-- Assignment --
Nothing outside the range is wanted. Repeat exactly the lines below from the one with "Expected output, for every instance of the gray" through the one with "Expected output, for every instance of the engraved".

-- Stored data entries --
☆ ☆ ☆ ☆ ☆

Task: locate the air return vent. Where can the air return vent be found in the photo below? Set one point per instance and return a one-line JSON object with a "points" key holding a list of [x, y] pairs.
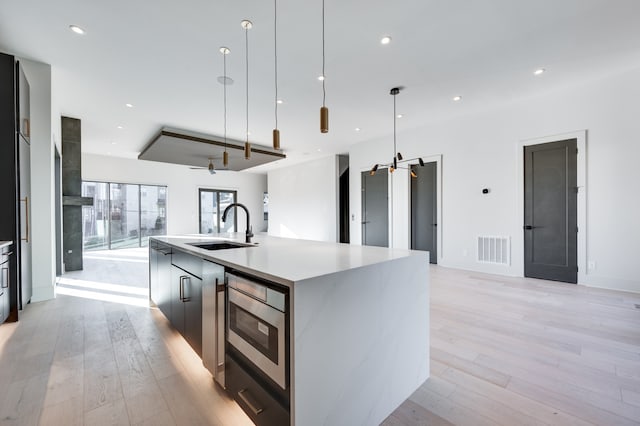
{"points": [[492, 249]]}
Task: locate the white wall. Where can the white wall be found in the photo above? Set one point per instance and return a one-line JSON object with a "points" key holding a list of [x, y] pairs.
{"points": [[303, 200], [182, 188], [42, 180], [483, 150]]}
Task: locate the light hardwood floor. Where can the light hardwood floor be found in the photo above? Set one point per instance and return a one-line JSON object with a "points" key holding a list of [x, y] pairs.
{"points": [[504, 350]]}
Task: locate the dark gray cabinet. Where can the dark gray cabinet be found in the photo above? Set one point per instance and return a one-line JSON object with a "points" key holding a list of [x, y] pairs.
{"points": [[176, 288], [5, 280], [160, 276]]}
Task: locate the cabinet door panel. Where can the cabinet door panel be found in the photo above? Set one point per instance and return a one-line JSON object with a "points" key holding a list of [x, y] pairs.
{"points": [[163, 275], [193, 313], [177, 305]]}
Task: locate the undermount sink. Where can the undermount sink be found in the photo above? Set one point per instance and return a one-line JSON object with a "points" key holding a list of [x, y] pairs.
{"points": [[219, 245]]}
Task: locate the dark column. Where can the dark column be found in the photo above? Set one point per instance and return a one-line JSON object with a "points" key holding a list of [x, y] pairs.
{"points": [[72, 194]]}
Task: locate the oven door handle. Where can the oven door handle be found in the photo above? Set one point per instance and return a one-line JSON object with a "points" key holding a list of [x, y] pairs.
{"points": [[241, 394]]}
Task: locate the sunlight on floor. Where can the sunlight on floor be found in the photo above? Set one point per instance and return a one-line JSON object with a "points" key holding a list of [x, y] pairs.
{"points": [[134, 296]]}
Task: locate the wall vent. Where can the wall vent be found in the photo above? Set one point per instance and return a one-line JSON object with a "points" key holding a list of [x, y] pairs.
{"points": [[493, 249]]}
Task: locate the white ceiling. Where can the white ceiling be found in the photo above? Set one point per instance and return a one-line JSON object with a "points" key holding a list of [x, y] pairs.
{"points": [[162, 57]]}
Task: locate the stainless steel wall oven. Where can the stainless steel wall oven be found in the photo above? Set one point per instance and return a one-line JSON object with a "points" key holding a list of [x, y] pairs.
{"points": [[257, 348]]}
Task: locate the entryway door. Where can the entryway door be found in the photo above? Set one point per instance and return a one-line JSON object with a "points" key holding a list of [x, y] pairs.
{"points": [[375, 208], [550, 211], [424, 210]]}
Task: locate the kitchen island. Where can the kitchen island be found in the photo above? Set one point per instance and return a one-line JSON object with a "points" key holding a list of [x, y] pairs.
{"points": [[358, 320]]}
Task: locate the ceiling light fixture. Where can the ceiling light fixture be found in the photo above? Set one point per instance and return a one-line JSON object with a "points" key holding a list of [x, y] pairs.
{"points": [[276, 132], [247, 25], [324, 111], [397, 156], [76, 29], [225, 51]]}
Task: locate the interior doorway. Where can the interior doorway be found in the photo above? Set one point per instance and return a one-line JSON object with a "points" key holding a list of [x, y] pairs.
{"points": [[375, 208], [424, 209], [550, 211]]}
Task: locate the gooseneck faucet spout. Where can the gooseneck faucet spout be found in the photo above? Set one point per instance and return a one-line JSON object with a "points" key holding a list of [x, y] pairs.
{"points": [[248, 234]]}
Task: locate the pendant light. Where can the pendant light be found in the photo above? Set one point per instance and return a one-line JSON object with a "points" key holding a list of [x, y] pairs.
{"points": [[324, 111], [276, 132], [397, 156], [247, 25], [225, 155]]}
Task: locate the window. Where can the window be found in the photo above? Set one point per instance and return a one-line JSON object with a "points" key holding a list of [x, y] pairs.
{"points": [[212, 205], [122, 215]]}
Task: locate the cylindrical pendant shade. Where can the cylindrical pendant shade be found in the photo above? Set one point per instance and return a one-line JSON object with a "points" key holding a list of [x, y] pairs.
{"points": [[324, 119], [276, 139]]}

☆ ☆ ☆ ☆ ☆

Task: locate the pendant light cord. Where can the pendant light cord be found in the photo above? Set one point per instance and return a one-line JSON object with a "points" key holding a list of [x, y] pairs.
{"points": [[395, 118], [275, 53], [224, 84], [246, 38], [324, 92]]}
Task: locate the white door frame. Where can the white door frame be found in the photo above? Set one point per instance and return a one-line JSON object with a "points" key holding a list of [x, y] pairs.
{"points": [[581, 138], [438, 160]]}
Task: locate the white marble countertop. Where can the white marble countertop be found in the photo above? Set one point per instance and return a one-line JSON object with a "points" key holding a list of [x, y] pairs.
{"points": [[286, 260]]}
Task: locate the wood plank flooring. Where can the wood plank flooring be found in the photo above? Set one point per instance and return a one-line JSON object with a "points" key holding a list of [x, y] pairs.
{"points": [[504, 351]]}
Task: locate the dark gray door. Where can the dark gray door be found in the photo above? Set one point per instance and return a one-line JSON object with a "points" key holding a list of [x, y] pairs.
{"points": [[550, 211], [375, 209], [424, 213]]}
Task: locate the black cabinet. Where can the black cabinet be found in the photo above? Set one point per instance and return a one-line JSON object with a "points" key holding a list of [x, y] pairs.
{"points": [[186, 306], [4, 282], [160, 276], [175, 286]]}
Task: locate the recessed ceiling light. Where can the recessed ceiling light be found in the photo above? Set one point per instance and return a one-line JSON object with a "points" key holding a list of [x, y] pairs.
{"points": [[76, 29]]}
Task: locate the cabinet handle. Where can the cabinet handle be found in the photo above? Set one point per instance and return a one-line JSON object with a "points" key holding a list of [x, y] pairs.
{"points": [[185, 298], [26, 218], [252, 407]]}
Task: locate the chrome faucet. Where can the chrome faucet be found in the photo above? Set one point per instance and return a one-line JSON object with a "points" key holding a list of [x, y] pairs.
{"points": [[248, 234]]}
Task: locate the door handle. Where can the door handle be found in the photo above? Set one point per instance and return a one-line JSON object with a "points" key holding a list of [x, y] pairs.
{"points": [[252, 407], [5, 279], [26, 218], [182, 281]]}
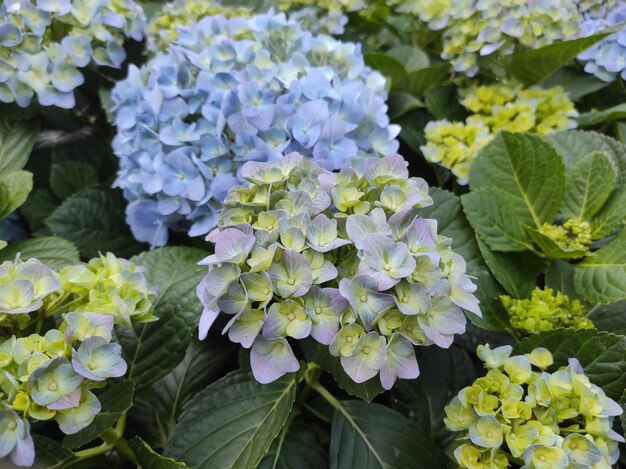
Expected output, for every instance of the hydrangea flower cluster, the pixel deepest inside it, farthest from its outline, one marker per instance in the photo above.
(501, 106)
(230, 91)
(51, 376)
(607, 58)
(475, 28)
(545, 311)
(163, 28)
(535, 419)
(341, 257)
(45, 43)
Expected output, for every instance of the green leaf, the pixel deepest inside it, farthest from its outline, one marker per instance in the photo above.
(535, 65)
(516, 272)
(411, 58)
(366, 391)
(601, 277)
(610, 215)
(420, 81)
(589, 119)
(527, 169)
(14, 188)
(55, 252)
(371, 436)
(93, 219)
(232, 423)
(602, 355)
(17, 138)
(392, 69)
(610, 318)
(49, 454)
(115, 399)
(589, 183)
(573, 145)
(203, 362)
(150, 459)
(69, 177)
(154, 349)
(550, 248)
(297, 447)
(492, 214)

☆ ☆ ☆ ☆ ☆

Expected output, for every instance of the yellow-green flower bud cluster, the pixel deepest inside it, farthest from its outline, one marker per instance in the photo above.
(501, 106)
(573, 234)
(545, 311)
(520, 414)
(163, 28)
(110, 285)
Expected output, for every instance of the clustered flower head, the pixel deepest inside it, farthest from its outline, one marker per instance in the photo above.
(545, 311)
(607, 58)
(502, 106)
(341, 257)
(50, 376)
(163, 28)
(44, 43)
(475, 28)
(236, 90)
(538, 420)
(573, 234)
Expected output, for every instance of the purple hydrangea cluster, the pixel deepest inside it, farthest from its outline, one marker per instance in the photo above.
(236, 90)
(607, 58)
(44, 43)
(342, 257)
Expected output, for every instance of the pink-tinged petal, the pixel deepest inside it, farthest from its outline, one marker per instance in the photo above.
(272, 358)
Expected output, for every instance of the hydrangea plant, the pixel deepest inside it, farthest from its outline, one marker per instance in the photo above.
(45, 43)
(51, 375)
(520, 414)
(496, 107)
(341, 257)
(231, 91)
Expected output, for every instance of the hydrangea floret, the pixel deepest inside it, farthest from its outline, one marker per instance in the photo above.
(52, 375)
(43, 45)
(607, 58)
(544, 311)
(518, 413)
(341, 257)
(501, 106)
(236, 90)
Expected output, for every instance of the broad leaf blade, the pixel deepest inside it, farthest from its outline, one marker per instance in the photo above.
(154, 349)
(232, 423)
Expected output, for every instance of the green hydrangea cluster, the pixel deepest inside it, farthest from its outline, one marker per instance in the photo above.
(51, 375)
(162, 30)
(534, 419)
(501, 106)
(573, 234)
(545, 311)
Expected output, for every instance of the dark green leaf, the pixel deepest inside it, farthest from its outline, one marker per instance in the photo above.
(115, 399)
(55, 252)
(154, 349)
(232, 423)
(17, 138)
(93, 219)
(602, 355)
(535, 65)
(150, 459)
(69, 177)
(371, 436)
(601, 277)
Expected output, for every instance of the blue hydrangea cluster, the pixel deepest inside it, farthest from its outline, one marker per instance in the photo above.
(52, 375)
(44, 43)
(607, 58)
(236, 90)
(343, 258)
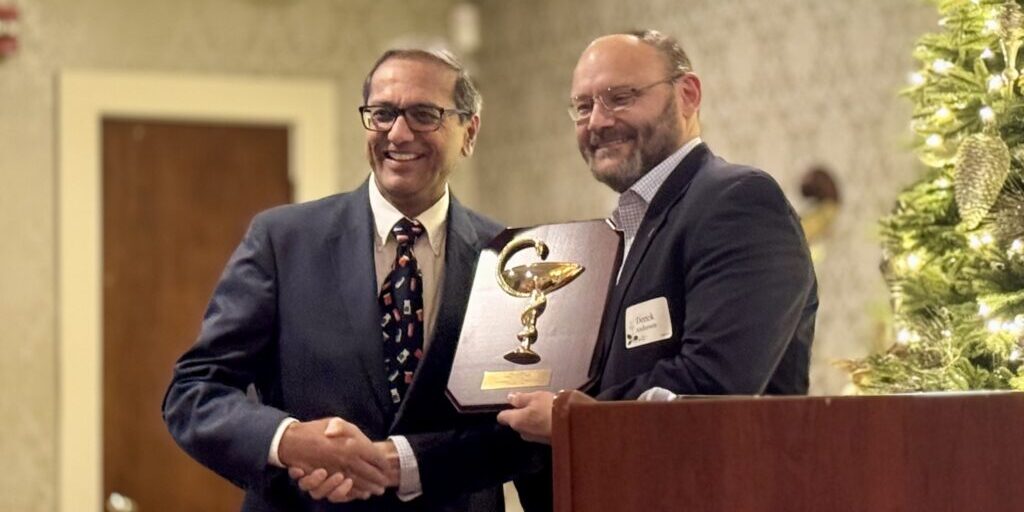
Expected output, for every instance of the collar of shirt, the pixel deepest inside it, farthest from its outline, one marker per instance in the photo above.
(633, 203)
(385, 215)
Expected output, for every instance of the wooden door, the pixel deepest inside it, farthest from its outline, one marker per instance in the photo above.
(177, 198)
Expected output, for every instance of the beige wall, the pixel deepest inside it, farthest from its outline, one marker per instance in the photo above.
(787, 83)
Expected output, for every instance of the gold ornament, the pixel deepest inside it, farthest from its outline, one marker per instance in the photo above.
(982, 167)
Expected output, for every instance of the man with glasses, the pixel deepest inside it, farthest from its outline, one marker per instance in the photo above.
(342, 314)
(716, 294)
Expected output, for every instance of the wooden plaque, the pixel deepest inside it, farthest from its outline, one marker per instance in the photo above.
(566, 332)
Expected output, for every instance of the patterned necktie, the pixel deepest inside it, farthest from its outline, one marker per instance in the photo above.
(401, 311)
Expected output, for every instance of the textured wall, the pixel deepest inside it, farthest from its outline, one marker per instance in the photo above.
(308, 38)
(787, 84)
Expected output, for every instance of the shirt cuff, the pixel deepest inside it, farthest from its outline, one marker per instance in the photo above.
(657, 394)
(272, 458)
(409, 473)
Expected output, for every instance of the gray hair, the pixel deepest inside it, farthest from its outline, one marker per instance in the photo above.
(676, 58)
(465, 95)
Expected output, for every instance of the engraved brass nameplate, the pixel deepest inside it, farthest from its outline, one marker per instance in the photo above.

☆ ☆ ☆ ☆ ☆

-- Completed exercise --
Expected output, for every instance of the gray hair, the pixel deepest inside it, farthest from its outline, one marker per instance in the photo above.
(676, 58)
(465, 95)
Expected output, for every instance of the engraved brass nameplate, the pixel deepest inside it, farthest from its outline, one marker per instance in the photo above.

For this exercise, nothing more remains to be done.